++++ Provided information
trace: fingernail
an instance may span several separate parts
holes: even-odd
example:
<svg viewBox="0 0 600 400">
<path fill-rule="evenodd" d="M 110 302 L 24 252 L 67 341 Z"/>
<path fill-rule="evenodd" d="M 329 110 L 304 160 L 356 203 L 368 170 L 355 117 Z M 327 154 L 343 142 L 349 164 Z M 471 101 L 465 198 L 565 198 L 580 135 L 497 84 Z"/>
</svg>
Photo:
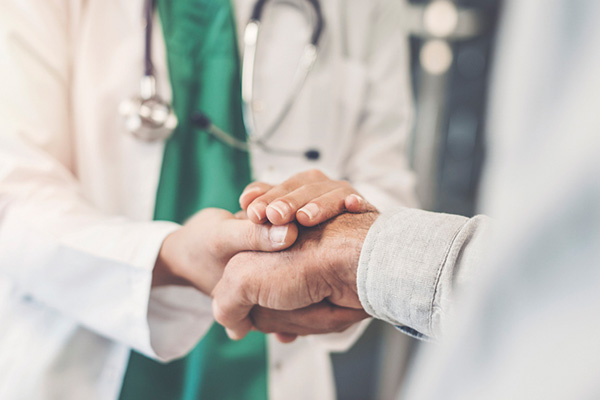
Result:
<svg viewBox="0 0 600 400">
<path fill-rule="evenodd" d="M 256 217 L 256 220 L 258 222 L 262 221 L 262 217 L 260 216 L 260 214 L 258 213 L 258 210 L 256 209 L 256 207 L 249 207 L 248 211 L 246 211 L 247 213 L 252 213 L 252 215 L 254 215 Z"/>
<path fill-rule="evenodd" d="M 356 199 L 356 201 L 358 201 L 358 204 L 363 204 L 365 202 L 365 200 L 357 194 L 351 194 L 348 197 L 352 197 L 352 198 Z"/>
<path fill-rule="evenodd" d="M 290 206 L 283 201 L 276 201 L 275 203 L 269 204 L 268 208 L 277 211 L 277 213 L 281 215 L 281 219 L 284 219 L 286 215 L 290 213 Z"/>
<path fill-rule="evenodd" d="M 281 245 L 285 243 L 285 237 L 288 233 L 288 225 L 272 226 L 269 228 L 269 239 L 271 242 Z"/>
<path fill-rule="evenodd" d="M 306 214 L 308 219 L 314 219 L 317 215 L 319 215 L 319 206 L 314 203 L 309 203 L 302 207 L 298 212 L 303 212 Z"/>
</svg>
++++++++
### Problem details
Above are records with pictures; repeat the records exactly and leave the pictures out.

### Output
trace: fingernail
an instance may span several separate parts
holes: even-odd
example:
<svg viewBox="0 0 600 400">
<path fill-rule="evenodd" d="M 110 302 L 24 252 L 67 341 Z"/>
<path fill-rule="evenodd" d="M 329 110 L 304 160 L 356 203 L 368 170 L 355 117 Z M 327 154 L 343 142 L 349 164 Z M 471 101 L 465 198 L 565 198 L 580 135 L 497 84 Z"/>
</svg>
Photo:
Result:
<svg viewBox="0 0 600 400">
<path fill-rule="evenodd" d="M 256 217 L 256 220 L 258 222 L 262 221 L 262 217 L 260 216 L 260 214 L 258 213 L 258 210 L 256 209 L 256 207 L 249 207 L 248 211 L 246 211 L 247 213 L 252 213 L 252 215 L 254 215 Z"/>
<path fill-rule="evenodd" d="M 356 199 L 356 201 L 358 201 L 358 204 L 363 204 L 365 202 L 365 200 L 357 194 L 351 194 L 348 197 L 352 197 L 352 198 Z"/>
<path fill-rule="evenodd" d="M 290 206 L 283 201 L 276 201 L 275 203 L 269 204 L 268 208 L 277 211 L 277 213 L 281 215 L 281 219 L 284 219 L 286 215 L 290 213 Z"/>
<path fill-rule="evenodd" d="M 281 245 L 285 243 L 285 237 L 288 233 L 288 225 L 272 226 L 269 228 L 269 239 L 271 242 Z"/>
<path fill-rule="evenodd" d="M 306 214 L 308 219 L 314 219 L 317 215 L 319 215 L 319 206 L 314 203 L 309 203 L 302 207 L 298 212 L 303 212 Z"/>
</svg>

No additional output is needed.